** START Source material **

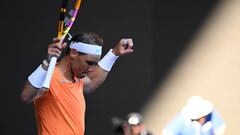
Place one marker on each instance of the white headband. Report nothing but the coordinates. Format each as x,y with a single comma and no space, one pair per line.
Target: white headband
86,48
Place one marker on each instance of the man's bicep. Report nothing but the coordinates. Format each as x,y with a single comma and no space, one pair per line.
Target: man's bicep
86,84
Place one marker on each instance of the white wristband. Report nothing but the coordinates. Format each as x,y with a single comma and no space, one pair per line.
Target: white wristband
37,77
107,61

** END Source material **
** START Source material **

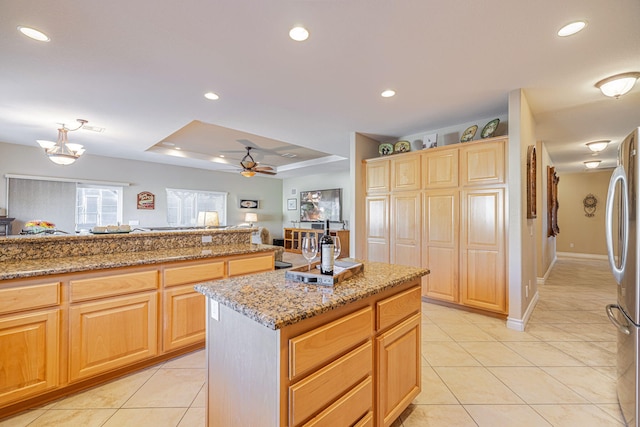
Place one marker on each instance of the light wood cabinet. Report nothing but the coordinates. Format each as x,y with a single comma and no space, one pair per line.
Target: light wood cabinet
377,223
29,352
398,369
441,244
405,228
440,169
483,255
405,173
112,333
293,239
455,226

** END Source material **

* _Work to be completed_:
Select every line in the records above that contains the word "Report" and reproduce each one. Treat uppercase and lowercase letters as distinct when matching.

* _Written reply_:
Place one marker on each instance of the white headband. Report nothing but the coordinates. Format each as x,y with a single comma and no space, one pair per line.
Place one marker on each instance of the man's bicep. Report nothing but the coordinates. Format each as x,y with a single comma and no space, one pair per line.
Place one marker on each instance of the white wristband. Report nothing but the coordinates. Format each as x,y with a single comma and no space, one pair per line.
Place one marker on each instance of the light wood cabinet. Report nothing but the coordinates. Format each as x,y with a single comma and no space, one pair per line.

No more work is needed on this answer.